**DIRECTION:** How many lines in the material below contain the string "boat", with case counting? Reply with only the number.

>> Start STORED DATA

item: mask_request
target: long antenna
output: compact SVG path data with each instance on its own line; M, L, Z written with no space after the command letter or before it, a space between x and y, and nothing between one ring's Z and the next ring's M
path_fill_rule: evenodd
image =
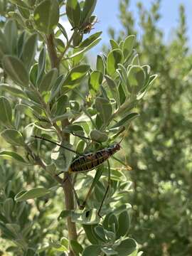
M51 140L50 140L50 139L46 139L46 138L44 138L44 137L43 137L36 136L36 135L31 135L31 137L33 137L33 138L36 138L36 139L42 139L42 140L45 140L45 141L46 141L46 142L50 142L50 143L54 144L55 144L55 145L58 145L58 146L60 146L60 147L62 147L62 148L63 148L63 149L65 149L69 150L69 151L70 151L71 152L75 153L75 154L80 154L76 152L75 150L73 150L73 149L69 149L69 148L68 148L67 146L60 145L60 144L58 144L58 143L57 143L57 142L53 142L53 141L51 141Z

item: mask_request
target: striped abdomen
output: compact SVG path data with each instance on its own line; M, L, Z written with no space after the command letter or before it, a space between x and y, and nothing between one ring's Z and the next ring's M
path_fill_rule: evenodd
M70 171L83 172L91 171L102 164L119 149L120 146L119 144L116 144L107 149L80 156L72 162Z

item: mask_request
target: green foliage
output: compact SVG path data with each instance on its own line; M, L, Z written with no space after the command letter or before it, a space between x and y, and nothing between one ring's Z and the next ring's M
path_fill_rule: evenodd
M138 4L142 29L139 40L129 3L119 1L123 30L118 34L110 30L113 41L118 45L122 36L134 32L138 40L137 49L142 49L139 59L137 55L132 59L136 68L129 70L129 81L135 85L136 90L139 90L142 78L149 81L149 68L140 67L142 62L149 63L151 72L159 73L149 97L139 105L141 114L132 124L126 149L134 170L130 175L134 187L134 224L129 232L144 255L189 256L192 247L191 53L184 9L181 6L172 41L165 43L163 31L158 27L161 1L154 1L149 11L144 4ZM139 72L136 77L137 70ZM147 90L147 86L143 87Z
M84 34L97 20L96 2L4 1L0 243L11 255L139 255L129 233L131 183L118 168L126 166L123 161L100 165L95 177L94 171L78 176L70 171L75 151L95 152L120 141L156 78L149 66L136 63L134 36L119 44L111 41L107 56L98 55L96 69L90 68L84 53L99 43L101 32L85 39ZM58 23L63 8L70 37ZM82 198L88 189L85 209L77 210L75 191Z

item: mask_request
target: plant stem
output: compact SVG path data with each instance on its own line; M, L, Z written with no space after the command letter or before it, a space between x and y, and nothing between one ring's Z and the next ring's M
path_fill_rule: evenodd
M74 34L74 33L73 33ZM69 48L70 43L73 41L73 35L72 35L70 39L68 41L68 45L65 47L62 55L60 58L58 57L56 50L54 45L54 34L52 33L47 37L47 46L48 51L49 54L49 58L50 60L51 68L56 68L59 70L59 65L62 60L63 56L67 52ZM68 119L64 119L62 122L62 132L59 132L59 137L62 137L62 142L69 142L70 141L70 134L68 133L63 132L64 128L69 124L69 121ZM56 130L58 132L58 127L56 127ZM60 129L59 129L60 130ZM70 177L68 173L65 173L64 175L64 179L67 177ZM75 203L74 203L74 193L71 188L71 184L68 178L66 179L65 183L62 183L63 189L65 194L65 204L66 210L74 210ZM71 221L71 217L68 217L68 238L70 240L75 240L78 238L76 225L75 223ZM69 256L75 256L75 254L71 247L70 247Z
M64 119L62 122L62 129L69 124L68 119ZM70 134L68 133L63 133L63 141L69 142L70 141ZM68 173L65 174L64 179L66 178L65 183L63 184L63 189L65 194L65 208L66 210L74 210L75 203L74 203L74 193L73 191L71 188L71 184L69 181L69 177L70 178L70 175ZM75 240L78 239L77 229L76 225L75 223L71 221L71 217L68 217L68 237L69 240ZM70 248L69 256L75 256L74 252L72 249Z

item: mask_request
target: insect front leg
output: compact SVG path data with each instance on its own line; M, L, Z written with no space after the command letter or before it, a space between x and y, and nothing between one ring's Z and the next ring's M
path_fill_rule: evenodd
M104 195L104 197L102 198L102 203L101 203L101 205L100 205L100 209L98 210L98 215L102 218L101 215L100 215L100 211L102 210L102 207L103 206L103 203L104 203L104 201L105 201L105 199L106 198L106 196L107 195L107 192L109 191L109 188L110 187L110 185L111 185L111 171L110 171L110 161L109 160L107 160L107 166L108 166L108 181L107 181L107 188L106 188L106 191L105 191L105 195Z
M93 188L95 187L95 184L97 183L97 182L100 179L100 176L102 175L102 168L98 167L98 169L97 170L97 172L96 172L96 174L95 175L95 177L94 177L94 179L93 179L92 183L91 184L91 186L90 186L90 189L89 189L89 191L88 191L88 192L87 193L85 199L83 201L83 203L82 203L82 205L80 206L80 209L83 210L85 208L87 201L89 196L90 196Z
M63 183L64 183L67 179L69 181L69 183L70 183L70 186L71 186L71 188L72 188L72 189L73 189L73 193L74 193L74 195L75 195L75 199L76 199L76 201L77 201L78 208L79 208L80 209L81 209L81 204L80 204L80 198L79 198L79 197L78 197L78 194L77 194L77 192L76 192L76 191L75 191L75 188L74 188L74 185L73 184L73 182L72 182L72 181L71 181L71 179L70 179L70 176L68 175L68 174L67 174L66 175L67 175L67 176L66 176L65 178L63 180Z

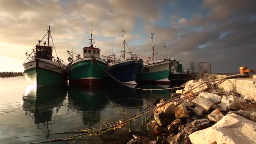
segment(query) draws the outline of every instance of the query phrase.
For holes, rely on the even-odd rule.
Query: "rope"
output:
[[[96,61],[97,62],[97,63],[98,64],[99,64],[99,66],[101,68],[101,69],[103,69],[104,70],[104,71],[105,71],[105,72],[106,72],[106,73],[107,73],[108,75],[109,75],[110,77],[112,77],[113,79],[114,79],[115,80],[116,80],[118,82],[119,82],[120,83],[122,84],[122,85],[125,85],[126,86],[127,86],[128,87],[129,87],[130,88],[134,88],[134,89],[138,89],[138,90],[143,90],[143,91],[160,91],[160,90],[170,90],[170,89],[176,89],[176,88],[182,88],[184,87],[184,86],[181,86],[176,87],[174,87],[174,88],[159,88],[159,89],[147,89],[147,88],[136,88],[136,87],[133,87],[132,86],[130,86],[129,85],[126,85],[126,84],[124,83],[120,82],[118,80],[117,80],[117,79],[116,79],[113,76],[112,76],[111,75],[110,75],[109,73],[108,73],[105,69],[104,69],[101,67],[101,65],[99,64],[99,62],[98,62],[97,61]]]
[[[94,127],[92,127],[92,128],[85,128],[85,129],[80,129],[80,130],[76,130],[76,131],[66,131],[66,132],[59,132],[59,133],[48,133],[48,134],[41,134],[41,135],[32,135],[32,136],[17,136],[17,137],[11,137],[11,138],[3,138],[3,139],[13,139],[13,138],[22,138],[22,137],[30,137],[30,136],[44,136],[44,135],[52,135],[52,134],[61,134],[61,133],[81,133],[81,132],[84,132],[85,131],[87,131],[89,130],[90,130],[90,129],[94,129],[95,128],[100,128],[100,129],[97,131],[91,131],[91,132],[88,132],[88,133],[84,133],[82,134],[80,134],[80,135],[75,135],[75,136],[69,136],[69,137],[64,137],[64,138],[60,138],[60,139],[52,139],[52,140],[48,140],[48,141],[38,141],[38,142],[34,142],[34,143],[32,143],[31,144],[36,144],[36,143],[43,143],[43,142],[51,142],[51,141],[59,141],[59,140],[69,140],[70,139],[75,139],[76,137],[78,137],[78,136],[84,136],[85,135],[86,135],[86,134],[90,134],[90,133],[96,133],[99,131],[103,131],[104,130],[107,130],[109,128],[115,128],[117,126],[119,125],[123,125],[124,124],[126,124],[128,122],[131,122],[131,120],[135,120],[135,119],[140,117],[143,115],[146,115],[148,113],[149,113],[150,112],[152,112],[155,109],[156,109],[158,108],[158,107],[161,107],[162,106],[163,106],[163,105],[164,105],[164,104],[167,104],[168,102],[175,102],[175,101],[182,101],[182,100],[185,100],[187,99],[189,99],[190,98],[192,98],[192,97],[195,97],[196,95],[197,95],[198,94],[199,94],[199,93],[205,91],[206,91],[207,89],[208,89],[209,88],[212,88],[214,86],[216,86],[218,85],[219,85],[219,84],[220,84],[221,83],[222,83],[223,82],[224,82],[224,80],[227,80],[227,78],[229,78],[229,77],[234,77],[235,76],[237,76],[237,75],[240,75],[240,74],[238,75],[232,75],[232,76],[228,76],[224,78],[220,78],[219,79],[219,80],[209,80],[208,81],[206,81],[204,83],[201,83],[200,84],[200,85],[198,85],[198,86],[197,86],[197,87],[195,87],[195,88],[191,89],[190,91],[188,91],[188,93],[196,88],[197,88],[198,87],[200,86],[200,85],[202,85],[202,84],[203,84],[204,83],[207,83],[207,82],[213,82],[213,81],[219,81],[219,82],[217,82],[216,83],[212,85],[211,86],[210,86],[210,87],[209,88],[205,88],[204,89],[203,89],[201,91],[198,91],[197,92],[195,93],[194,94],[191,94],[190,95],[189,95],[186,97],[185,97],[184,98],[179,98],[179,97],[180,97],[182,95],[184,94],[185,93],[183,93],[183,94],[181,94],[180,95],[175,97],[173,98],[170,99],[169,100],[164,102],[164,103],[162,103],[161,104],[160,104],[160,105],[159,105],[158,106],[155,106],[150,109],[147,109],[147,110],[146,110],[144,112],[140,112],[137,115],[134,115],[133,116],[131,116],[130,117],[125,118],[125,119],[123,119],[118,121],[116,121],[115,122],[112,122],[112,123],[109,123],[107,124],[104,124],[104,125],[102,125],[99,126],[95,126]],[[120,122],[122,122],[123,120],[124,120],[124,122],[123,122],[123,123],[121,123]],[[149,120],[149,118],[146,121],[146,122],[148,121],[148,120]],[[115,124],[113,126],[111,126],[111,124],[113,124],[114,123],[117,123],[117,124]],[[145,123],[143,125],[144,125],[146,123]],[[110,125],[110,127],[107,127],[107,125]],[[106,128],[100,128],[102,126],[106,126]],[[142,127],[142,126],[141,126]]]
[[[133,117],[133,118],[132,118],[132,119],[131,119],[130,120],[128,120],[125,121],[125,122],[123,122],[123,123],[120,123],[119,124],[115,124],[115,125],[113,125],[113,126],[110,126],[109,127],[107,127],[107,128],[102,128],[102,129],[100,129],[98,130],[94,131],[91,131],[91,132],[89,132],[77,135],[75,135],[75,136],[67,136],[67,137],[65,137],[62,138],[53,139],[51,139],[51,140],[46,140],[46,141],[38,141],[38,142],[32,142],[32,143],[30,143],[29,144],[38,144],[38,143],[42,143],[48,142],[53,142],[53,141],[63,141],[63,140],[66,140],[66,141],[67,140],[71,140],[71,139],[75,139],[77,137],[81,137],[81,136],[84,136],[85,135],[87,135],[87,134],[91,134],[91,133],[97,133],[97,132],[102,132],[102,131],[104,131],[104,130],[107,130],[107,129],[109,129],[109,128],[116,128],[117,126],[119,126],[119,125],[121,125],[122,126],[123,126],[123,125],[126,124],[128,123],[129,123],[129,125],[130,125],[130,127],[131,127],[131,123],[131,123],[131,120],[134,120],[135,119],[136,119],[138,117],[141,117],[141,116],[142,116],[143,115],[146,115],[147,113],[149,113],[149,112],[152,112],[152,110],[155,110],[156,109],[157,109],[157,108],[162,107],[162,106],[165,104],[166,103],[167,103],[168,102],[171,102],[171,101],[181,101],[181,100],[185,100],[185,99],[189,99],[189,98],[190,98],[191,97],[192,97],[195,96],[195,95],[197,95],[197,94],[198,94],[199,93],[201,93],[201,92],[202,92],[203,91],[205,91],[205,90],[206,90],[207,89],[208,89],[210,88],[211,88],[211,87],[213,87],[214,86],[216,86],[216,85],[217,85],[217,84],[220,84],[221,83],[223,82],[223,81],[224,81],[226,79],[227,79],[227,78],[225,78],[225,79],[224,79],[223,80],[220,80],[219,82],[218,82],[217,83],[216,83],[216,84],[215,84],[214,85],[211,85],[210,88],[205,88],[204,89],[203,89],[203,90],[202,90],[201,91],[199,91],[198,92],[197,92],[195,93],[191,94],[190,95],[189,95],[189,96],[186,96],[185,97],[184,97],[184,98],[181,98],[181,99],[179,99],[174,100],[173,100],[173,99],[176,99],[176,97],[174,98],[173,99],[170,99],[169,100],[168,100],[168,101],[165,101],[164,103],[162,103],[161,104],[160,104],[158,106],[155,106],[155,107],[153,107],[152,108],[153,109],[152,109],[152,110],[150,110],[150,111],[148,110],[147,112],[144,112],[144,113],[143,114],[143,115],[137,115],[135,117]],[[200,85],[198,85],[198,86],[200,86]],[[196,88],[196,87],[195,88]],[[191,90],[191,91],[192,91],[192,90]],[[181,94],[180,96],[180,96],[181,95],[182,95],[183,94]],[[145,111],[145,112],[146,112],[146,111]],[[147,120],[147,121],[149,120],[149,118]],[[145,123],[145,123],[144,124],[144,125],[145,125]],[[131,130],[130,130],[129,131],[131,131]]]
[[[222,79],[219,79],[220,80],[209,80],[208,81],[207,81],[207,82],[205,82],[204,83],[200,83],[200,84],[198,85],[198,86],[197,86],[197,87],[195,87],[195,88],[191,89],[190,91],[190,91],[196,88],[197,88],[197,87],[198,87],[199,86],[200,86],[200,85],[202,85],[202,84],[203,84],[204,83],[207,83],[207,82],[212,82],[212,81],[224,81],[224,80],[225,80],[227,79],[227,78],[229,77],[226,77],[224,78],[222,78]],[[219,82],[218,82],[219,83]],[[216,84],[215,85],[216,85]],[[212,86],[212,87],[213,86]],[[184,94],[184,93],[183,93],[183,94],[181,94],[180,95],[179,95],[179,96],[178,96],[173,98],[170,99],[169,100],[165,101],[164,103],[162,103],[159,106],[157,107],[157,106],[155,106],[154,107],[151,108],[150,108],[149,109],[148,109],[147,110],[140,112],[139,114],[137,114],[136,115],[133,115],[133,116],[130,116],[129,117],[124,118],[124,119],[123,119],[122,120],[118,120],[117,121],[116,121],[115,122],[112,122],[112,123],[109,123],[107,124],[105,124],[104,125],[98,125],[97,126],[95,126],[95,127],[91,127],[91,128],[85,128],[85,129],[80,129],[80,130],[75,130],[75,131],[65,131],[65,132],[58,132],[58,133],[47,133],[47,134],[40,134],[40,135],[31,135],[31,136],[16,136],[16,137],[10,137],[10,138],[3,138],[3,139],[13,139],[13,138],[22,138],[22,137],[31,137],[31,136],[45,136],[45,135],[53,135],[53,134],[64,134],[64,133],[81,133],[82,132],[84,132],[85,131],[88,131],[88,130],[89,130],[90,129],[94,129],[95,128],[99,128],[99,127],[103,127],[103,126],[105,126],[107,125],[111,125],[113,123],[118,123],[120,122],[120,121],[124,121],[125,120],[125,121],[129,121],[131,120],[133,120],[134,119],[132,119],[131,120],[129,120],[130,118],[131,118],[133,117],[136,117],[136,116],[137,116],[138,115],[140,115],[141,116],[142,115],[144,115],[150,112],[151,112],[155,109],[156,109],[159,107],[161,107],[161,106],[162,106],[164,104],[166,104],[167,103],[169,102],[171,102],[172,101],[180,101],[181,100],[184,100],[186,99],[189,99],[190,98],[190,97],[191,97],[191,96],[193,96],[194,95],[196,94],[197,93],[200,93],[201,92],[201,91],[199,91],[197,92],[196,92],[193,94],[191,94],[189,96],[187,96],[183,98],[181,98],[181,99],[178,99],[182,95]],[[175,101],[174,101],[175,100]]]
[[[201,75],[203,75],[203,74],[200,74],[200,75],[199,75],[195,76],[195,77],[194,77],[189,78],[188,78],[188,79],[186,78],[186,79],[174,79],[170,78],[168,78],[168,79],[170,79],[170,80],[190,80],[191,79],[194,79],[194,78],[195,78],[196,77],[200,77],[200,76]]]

>> End STORED DATA
>> Start STORED DATA

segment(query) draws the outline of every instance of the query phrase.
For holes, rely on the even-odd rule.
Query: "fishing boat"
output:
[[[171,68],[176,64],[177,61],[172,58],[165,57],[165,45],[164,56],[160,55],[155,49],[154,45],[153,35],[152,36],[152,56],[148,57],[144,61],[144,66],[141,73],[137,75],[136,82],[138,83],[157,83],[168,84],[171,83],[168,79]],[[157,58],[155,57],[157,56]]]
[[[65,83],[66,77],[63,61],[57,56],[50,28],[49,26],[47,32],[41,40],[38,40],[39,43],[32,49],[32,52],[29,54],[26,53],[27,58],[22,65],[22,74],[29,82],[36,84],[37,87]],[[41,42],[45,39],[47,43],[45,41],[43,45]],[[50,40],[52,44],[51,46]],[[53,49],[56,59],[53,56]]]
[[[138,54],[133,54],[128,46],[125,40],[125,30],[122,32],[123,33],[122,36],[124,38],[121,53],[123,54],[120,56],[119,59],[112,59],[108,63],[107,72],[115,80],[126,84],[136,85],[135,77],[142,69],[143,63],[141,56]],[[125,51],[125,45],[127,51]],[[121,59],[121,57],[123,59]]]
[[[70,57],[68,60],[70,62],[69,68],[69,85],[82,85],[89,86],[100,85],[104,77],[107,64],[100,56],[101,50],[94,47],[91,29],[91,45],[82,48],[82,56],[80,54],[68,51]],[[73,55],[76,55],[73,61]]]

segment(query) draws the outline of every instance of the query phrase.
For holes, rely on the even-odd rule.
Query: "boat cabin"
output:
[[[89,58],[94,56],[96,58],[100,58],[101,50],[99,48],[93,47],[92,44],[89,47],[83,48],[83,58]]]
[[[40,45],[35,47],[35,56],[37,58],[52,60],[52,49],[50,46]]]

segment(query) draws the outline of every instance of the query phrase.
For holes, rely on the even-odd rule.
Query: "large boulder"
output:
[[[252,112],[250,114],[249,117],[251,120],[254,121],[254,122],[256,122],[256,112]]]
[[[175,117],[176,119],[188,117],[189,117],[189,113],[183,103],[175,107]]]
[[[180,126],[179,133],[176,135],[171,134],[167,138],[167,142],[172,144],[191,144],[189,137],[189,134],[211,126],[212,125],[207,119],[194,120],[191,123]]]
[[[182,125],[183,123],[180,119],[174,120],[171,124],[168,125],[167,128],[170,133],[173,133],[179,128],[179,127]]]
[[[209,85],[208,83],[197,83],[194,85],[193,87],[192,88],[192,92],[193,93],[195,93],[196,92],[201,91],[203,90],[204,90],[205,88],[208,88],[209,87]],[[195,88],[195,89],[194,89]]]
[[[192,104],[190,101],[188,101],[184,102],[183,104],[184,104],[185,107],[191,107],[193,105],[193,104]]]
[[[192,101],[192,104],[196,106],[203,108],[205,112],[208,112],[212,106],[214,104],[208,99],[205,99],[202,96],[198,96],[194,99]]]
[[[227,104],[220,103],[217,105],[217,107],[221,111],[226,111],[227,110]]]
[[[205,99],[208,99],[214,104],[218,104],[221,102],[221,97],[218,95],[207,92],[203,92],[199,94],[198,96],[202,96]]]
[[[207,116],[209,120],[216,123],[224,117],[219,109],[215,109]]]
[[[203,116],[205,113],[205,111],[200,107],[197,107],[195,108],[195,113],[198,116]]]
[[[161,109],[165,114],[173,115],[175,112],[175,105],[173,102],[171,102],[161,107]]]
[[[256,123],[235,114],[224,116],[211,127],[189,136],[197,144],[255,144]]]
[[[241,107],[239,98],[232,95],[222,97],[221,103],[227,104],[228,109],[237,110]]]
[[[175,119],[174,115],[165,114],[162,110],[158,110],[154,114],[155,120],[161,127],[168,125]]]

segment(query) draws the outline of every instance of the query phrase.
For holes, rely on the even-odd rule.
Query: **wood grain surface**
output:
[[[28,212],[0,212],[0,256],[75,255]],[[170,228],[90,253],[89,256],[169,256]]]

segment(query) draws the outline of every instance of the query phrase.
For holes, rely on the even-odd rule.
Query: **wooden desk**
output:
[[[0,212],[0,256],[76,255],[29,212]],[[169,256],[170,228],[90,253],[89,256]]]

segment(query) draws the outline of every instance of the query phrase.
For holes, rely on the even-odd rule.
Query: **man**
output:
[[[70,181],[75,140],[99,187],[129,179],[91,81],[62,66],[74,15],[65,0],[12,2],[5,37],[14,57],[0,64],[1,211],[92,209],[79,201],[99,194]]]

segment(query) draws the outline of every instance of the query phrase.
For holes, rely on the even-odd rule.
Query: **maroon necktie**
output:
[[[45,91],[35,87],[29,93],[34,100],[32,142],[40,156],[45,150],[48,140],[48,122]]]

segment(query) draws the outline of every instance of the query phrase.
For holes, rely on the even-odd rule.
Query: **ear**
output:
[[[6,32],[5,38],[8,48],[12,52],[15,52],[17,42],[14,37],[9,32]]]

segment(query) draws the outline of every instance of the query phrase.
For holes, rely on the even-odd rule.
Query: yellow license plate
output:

>> End STORED DATA

**SOLUTION TO THIS TASK:** 2